== RECORDS TO PROCESS
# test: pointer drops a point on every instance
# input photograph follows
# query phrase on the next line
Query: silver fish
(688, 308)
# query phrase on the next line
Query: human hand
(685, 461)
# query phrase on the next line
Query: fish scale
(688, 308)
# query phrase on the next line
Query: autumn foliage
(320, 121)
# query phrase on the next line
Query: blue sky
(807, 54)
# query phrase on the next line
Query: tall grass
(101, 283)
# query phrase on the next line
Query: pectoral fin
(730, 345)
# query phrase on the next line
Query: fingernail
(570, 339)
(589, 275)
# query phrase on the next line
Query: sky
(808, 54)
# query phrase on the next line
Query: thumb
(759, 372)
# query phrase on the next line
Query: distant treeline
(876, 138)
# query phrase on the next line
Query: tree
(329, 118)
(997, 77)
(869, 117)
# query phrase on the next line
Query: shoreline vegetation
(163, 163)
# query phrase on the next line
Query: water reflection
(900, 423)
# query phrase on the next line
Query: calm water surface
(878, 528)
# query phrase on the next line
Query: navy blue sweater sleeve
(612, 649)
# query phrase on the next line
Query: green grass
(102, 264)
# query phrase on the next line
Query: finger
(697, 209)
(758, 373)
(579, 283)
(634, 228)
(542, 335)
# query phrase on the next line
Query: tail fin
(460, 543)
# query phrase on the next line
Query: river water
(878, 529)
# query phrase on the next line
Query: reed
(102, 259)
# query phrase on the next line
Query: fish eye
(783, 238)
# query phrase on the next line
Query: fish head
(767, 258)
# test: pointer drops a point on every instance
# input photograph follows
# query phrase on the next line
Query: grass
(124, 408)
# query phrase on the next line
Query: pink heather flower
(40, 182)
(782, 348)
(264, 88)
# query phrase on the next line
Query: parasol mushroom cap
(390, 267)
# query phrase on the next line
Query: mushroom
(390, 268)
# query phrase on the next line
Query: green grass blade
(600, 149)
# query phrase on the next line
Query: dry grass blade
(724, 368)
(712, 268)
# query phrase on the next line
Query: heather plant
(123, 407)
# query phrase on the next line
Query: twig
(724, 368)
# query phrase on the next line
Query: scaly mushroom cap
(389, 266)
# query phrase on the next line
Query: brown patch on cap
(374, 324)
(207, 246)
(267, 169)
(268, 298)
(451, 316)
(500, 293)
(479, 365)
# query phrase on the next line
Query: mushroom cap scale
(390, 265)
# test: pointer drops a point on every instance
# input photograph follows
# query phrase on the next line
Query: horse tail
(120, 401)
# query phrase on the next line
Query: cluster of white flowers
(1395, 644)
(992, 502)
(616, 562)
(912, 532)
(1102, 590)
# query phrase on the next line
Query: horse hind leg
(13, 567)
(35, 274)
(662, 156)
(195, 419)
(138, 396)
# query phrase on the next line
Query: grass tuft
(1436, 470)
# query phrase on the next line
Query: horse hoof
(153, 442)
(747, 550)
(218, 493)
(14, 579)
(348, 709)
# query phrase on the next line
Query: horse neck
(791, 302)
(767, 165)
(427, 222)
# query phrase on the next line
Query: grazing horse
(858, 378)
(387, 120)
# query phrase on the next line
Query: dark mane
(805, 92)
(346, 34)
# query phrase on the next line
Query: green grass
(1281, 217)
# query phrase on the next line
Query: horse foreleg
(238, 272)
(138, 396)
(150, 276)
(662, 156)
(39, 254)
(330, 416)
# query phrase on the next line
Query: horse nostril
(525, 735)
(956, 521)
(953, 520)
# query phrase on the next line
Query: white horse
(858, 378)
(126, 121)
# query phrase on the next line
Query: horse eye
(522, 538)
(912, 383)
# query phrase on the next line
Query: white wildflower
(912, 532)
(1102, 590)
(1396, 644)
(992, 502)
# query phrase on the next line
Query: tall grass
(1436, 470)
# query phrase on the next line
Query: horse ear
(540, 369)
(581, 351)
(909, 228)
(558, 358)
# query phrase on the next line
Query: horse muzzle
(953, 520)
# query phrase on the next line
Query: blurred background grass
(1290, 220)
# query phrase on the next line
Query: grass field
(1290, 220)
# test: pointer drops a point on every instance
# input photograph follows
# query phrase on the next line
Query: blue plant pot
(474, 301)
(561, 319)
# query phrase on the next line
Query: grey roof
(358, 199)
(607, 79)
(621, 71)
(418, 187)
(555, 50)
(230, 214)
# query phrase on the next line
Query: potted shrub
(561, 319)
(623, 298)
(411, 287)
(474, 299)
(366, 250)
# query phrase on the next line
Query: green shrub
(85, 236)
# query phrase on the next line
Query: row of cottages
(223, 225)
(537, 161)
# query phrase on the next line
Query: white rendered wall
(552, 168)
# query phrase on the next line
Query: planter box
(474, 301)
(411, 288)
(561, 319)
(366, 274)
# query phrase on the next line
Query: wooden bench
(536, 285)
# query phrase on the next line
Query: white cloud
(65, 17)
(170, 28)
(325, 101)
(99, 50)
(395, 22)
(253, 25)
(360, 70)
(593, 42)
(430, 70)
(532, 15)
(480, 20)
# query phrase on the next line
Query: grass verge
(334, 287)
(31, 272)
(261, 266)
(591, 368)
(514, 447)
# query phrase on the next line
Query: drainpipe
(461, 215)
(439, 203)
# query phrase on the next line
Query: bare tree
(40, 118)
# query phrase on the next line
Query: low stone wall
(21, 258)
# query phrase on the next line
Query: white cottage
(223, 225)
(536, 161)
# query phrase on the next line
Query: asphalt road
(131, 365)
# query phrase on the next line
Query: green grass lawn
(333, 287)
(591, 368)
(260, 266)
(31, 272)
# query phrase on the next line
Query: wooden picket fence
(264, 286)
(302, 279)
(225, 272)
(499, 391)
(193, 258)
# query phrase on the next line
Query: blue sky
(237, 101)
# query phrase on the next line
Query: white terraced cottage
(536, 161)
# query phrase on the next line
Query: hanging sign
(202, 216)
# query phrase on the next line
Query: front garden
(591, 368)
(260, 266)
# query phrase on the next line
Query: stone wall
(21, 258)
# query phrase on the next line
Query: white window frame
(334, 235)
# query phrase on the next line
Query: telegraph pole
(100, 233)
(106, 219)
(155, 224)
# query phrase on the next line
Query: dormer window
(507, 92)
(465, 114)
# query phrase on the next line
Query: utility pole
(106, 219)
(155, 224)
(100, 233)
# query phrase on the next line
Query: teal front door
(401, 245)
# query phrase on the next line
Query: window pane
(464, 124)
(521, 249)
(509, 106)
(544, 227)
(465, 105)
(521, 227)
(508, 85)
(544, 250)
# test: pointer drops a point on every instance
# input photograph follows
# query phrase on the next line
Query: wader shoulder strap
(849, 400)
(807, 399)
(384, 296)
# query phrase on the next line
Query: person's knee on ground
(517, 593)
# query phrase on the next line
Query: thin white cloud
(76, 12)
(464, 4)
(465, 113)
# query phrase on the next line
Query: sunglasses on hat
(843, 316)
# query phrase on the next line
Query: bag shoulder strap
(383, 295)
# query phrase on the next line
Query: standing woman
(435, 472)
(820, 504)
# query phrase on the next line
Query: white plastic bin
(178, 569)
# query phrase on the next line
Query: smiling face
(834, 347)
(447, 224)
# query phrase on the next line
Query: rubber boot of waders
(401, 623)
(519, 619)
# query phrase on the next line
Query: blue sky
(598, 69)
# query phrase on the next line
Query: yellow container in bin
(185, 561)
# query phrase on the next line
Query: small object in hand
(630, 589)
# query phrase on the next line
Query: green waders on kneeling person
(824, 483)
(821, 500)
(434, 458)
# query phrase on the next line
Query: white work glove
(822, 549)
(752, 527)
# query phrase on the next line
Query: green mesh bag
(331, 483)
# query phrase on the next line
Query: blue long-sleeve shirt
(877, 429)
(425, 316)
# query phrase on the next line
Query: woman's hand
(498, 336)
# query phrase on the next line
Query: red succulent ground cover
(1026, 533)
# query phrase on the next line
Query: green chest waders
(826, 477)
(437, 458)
====
Output the whole listing above again, word for word.

# test: pointer drops a point on every instance
# input photograph follows
# query phrase on the next line
Query: silver fish
(688, 308)
# query phrase on the next line
Query: human hand
(685, 461)
# query phrase on the next line
Query: fish scale
(688, 308)
# query phrase on the next line
Query: autumn foliage
(320, 121)
# query phrase on the next line
Query: blue sky
(807, 54)
# query phrase on the next line
Query: tall grass
(101, 283)
# query phrase on the next line
Query: pectoral fin
(730, 345)
# query phrase on the next line
Query: fingernail
(570, 339)
(589, 275)
# query phrase on the next line
Query: sky
(808, 54)
# query phrase on the next line
Query: thumb
(759, 372)
# query phrase on the next line
Query: distant treeline
(876, 138)
# query phrase on the next line
Query: tree
(329, 118)
(997, 77)
(869, 117)
# query phrase on the next line
Query: shoreline vegetation
(163, 163)
# query phrase on the next line
Query: water reflection
(900, 423)
# query phrase on the next line
Query: calm water surface
(878, 528)
# query phrase on the next line
Query: navy blue sweater sleeve
(612, 649)
# query phrase on the next line
Query: green grass
(102, 264)
# query phrase on the next line
Query: finger
(697, 209)
(758, 373)
(579, 283)
(634, 228)
(542, 335)
# query phrase on the next line
Query: tail fin
(460, 543)
# query phrase on the next line
Query: river water
(878, 529)
# query phrase on the next line
Query: reed
(102, 259)
# query phrase on the next line
Query: fish eye
(783, 238)
# query phrase on the next line
Query: fish head
(767, 258)
# test: pointer drops a point on every instance
# input photograph follows
# query phrase on the next line
Query: grass
(124, 408)
# query phrase on the next line
Query: pink heather flower
(40, 182)
(782, 348)
(264, 88)
# query phrase on the next line
Query: parasol mushroom cap
(390, 267)
# query phrase on the next line
Query: mushroom
(390, 268)
# query phrase on the next line
Query: green grass blade
(600, 149)
# query phrase on the next line
Query: dry grass blade
(724, 368)
(712, 268)
# query phrase on the next line
Query: heather plant
(123, 407)
# query phrase on the next line
Query: twig
(724, 368)
# query phrase on the next line
Query: scaly mushroom cap
(389, 266)
# query phrase on the next line
Query: brown patch on cap
(374, 324)
(207, 246)
(267, 169)
(268, 298)
(451, 316)
(500, 293)
(479, 365)
# query phrase on the next line
Query: mushroom cap scale
(390, 265)
# test: pointer drops a point on every instance
# input photograph follows
# query phrase on the next line
Query: horse tail
(120, 401)
# query phrase on the next line
Query: cluster of white flowers
(1395, 644)
(992, 502)
(616, 562)
(912, 532)
(1102, 590)
# query phrase on the next line
Query: horse hind leg
(13, 567)
(35, 274)
(662, 156)
(195, 419)
(138, 396)
# query phrase on the next line
Query: grass tuft
(1436, 470)
# query phrase on the next line
Query: horse hoof
(153, 442)
(747, 550)
(218, 493)
(14, 579)
(348, 709)
# query phrase on the next line
Query: horse neck
(791, 302)
(767, 165)
(427, 222)
# query phrase on the next line
Query: grazing horse
(858, 378)
(387, 120)
# query phrase on the next line
Query: dark mane
(805, 92)
(346, 34)
# query phrase on the next line
Query: green grass
(1281, 217)
# query phrase on the next line
Query: horse foreleg
(238, 272)
(138, 396)
(150, 276)
(662, 156)
(39, 254)
(330, 416)
# query phrase on the next line
Query: horse nostril
(525, 735)
(956, 521)
(953, 520)
# query phrase on the next line
Query: white horse
(858, 378)
(126, 121)
# query phrase on the next line
Query: horse eye
(522, 538)
(912, 383)
# query phrase on the next line
Query: white wildflower
(912, 532)
(1102, 590)
(1396, 644)
(992, 502)
# query phrase on the next line
Query: tall grass
(1436, 470)
# query phrase on the next line
Query: horse ear
(540, 369)
(581, 351)
(909, 228)
(558, 358)
# query phrase on the next line
Query: horse muzzle
(953, 520)
# query phrase on the next line
Query: blurred background grass
(1290, 220)
# query phrase on the next line
Query: grass field
(1290, 220)
# test: pointer drops a point on every instance
# input photograph follows
# query phrase on the next line
Query: blue plant pot
(474, 301)
(561, 319)
# query phrase on the next line
Query: grey roof
(358, 199)
(607, 79)
(621, 71)
(418, 187)
(555, 50)
(230, 214)
# query phrase on the next line
Query: potted shrub
(561, 319)
(623, 298)
(411, 287)
(474, 299)
(366, 250)
# query phrase on the next line
Query: green shrub
(85, 236)
# query phrase on the next line
Query: row of cottages
(223, 225)
(537, 161)
# query phrase on the next line
Query: white rendered wall
(552, 168)
# query phrase on the next line
Query: planter box
(474, 301)
(411, 288)
(561, 319)
(366, 274)
# query phrase on the next line
Query: wooden bench
(536, 285)
# query phrase on the next line
Query: white cloud
(65, 17)
(170, 28)
(325, 101)
(99, 50)
(395, 22)
(253, 25)
(360, 70)
(593, 42)
(430, 70)
(532, 15)
(480, 20)
# query phrase on the next line
Query: grass verge
(334, 287)
(31, 272)
(261, 266)
(591, 368)
(514, 447)
# query phrase on the next line
Query: drainpipe
(461, 215)
(439, 203)
# query phrase on the next line
Query: bare tree
(40, 118)
# query phrase on the next line
Query: low stone wall
(21, 258)
# query phrase on the next line
Query: white cottage
(223, 225)
(536, 161)
# query phrase on the next line
Query: asphalt road
(131, 365)
# query phrase on the next line
Query: green grass lawn
(333, 287)
(591, 368)
(260, 266)
(31, 272)
# query phrase on the next line
Query: wooden picket fence
(264, 286)
(302, 279)
(225, 272)
(499, 391)
(193, 258)
# query phrase on the next line
Query: blue sky
(237, 101)
# query phrase on the next line
Query: white terraced cottage
(536, 161)
# query phrase on the next line
Query: hanging sign
(202, 216)
# query phrase on the next line
Query: front garden
(591, 368)
(260, 266)
# query phrase on the next line
Query: stone wall
(21, 258)
# query phrase on the next line
Query: white window frame
(334, 235)
# query phrase on the next line
Query: telegraph pole
(100, 233)
(106, 219)
(155, 224)
# query phrase on the next line
Query: dormer window
(507, 92)
(465, 114)
# query phrase on the next line
Query: utility pole
(106, 219)
(155, 224)
(100, 233)
# query phrase on the next line
Query: teal front door
(401, 245)
# query phrase on the next line
Query: window pane
(464, 124)
(521, 249)
(509, 106)
(544, 227)
(465, 105)
(521, 227)
(508, 85)
(544, 250)
# test: pointer drops a point on every instance
# input photograph follows
# query phrase on the next line
Query: wader shoulder strap
(849, 400)
(807, 399)
(384, 296)
# query phrase on the next line
Query: person's knee on ground
(517, 593)
# query phrase on the next line
Query: thin white cloud
(76, 12)
(464, 4)
(465, 113)
# query phrase on the next line
Query: sunglasses on hat
(843, 316)
# query phrase on the next line
Query: bag shoulder strap
(383, 295)
# query phrase on the next line
Query: standing woman
(435, 472)
(820, 504)
# query phrase on the next line
Query: white plastic bin
(178, 569)
# query phrase on the next line
Query: smiling face
(834, 347)
(447, 224)
# query phrase on the next line
Query: rubber boot of waders
(401, 623)
(519, 619)
# query phrase on the next line
Query: blue sky
(598, 69)
# query phrase on the next line
Query: yellow container in bin
(185, 561)
# query phrase on the next line
Query: small object in hand
(630, 589)
# query phrase on the next line
Query: green waders on kneeling person
(824, 483)
(821, 500)
(434, 458)
# query phrase on the next line
Query: white work glove
(822, 549)
(752, 527)
# query phrase on the next line
Query: green mesh bag
(331, 483)
# query phrase on the next line
Query: blue long-sleeve shirt
(877, 429)
(425, 316)
# query phrase on the next line
Query: woman's hand
(498, 336)
# query phrase on the next line
Query: red succulent ground cover
(1026, 533)
# query phrase on the next line
Query: green chest waders
(826, 477)
(437, 458)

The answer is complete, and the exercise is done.